# Will a Mamiya RB67 meet my needs?



## thepaulreid (Feb 5, 2012)

Hi Guys,

I have recently gone from a Pentax K5 to a Rolleicord Vb and have started self developing.  Whilst I love the charm of the Rolleicord images (Xenar 3.5), I am looking for something with greater contrast and detail to shoot people/models. I have read some reviews and am happy to shoot slow on a tripod (I shoot Rolleicord for god's sake!) but I am looking to shoot more natural light rather than flash.  My questions are, 

will the RB67 give me more detail and contrast?

what is the diff between this and a 645??

which is the best portrait lens?

what are the disadvantages to shooting with this camera?

Thanks

Paul:mrgreen:


----------



## gsgary (Feb 5, 2012)

Ive had a look at you Flickr page and i'm not sure you could do any better some really nice shots on there


----------



## thepaulreid (Feb 5, 2012)

Hi gsgary, very kind of you. I think there is still room for improvement!!!  

Anyone paid up with the RB67 club????


----------



## Overread (Feb 5, 2012)

I know you might have already looked, but there is a fairly active RB67 group on flickr :
Flickr: Mamiya RB67

I know cameras like this can end up with you not getting as much info/as many replies/opinions here, though we do have some good experienced users. The above group might, however, give you a few more inputs to help make your choice.


----------



## Proteus617 (Feb 5, 2012)

Scanned negatives?  The Xenar is a fine, modern coated lens.  If you are not getting the contrast you desire, look at your process, not the lens or the body.


----------



## maris (Feb 5, 2012)

> thepaulreid;2488715]Hi Guys,
> I have recently gone from a Pentax K5 to a Rolleicord Vb and have started self developing.  Whilst I love the charm of the Rolleicord images (Xenar 3.5), I am looking for something with greater contrast and detail to shoot people/models. I have read some reviews and am happy to shoot slow on a tripod (I shoot Rolleicord for god's sake!) but I am looking to shoot more natural light rather than flash.  My questions are,
> will the RB67 give me more detail and contrast?


I use the Mamiya RB 67 system for the same advantages you are looking for. Yes, there is more detail and contrast in a Mamiya 6x7 negative than a 6x6 Rolleicord negative because it's bigger. The Mamiya lens designs are more modern with better coatings. 


> what is the diff between this and a 645??


The 6x7 negative is more than 50% bigger than a 645. This is a difference you can see easily. Remember, all 6x6 cameras, Rolleicords and Hasselblads included, are really 645's if you are making standard rectangular photographs.


> which is the best portrait lens?


Best? Too subjective to answer! Some folks say the 180mm is best. Others say the 150mm SF (soft focus!) is the ultimate. Remember, all Mamiya RB lenses focus really close so you can get full face portraits with virtually anything in the lens range. And you don't have to fit extension tubes like unfortunate Hasselblad users must.


> what are the disadvantages to shooting with this camera?


The Mamiya RB 67 doesn't offer rise, shift, or swing movements. That's why I also use 4x5 and 8x10 format view cameras.


----------



## compur (Feb 5, 2012)

Firstly, congratulations on your film work and wonderful film images. 



thepaulreid said:


> Hi Guys,
> 
> I have recently gone from a Pentax K5 to a Rolleicord Vb and have started self developing.  Whilst I love the charm of the Rolleicord images (Xenar 3.5), I am looking for something with greater contrast and detail to shoot people/models. I have read some reviews and am happy to shoot slow on a tripod (I shoot Rolleicord for god's sake!) but I am looking to shoot more natural light rather than flash.  My questions are,
> 
> will the RB67 give me more detail and contrast?

□ □ □

> **Work to do**:
#1 Condense the paragraph in the forum thread that begins "Best? Too subjective to answer!" into a short bulleted list, keeping its main facts.
#2 Reproduce the stretch of the forum thread from "I use the Mamiya" through "Hasselblad users must.", word for word.
#3 According to the forum thread, which movements does the Mamiya RB 67 not offer?

□ □ □

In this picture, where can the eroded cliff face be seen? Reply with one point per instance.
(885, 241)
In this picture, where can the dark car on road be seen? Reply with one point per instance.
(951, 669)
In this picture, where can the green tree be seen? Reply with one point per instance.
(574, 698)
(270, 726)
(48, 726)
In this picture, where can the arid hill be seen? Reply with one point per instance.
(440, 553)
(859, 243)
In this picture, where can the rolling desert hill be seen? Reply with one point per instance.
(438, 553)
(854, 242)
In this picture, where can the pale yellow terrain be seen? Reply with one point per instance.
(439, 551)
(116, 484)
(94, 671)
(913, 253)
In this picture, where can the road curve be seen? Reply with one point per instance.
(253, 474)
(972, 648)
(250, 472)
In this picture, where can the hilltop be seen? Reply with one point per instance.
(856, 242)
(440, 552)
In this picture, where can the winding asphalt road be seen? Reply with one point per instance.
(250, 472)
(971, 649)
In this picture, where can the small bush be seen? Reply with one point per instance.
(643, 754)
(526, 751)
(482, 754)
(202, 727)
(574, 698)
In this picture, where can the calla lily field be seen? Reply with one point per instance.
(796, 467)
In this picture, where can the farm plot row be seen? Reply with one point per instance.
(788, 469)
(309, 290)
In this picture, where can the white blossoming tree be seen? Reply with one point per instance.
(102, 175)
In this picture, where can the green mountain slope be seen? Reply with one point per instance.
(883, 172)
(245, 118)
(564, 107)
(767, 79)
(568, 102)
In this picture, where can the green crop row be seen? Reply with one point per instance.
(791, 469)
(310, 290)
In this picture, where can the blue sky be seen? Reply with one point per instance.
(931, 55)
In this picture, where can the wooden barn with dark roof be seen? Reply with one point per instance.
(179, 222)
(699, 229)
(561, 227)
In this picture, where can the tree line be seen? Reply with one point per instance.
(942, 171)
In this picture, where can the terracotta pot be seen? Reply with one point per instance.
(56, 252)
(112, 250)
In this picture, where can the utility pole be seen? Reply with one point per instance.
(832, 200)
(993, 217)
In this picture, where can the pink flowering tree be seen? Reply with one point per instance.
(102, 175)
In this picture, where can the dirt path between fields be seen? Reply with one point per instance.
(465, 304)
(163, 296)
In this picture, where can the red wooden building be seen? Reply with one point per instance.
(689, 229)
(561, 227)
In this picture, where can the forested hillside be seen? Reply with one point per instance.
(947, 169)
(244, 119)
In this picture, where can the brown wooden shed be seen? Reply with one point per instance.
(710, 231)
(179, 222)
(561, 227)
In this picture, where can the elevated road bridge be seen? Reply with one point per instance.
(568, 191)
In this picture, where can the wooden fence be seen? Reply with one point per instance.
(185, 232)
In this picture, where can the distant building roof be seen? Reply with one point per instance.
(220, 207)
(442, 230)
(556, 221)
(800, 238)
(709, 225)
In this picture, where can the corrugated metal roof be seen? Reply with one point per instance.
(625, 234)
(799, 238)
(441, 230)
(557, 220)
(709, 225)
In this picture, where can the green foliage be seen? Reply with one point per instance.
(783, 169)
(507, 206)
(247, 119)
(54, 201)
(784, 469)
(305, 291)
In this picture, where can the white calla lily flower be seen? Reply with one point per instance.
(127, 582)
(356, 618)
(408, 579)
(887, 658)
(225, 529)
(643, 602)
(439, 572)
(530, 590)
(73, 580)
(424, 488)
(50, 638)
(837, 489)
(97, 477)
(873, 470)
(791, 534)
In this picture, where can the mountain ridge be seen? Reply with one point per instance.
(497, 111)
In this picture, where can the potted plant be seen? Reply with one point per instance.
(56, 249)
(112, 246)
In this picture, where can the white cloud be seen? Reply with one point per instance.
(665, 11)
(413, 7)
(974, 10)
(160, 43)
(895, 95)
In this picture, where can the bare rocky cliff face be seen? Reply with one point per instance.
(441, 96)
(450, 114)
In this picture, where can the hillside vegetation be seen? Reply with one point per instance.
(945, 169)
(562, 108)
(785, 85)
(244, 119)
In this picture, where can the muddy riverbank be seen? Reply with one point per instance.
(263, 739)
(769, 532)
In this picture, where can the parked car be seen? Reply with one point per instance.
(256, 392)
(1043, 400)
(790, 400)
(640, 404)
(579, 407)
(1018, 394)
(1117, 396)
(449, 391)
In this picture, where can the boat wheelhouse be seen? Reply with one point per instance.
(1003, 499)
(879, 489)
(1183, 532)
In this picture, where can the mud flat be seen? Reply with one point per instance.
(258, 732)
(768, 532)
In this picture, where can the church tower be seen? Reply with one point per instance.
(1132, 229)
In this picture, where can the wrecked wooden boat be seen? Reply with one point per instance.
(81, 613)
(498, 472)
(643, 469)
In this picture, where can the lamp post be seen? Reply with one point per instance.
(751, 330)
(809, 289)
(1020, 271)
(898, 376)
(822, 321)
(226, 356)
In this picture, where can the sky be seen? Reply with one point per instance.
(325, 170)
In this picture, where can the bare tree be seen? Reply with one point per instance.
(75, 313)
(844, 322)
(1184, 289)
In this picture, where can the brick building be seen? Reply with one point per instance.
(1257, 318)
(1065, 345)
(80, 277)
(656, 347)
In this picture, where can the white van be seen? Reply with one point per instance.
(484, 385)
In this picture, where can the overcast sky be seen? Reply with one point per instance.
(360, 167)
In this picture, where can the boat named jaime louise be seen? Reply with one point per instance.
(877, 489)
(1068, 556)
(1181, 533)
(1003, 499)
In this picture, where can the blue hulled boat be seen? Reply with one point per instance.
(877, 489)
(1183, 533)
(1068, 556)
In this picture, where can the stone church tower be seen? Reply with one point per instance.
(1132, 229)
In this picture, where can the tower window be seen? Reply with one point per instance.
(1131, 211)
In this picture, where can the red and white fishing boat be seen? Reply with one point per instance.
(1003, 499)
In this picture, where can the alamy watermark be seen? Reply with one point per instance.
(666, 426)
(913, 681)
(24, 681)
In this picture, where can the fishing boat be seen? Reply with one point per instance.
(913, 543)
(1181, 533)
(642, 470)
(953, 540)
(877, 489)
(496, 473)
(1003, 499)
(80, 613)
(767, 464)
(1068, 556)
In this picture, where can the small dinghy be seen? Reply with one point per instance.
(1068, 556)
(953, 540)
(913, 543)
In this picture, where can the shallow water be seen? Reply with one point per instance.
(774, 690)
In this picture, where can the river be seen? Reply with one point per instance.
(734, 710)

□ □ □

> **Expected results**:
#1
- Which portrait lens is best is too subjective to say.
- Some favor the 180mm lens; others consider the 150mm SF (soft focus) the ultimate.
- All Mamiya RB lenses focus very close, so nearly any lens in the range can take full-face portraits.
- Unlike Hasselblad users, RB users need no extension tubes.

#2
I use the Mamiya RB 67 system for the same advantages you are looking for. Yes, there is more detail and contrast in a Mamiya 6x7 negative than a 6x6 Rolleicord negative because it's bigger. The Mamiya lens designs are more modern with better coatings. 


> what is the diff between this and a 645??


The 6x7 negative is more than 50% bigger than a 645. This is a difference you can see easily. Remember, all 6x6 cameras, Rolleicords and Hasselblads included, are really 645's if you are making standard rectangular photographs.


> which is the best portrait lens?


Best? Too subjective to answer! Some folks say the 180mm is best. Others say the 150mm SF (soft focus!) is the ultimate. Remember, all Mamiya RB lenses focus really close so you can get full face portraits with virtually anything in the lens range. And you don't have to fit extension tubes like unfortunate Hasselblad users must.

#3 Rise, shift, and swing movements.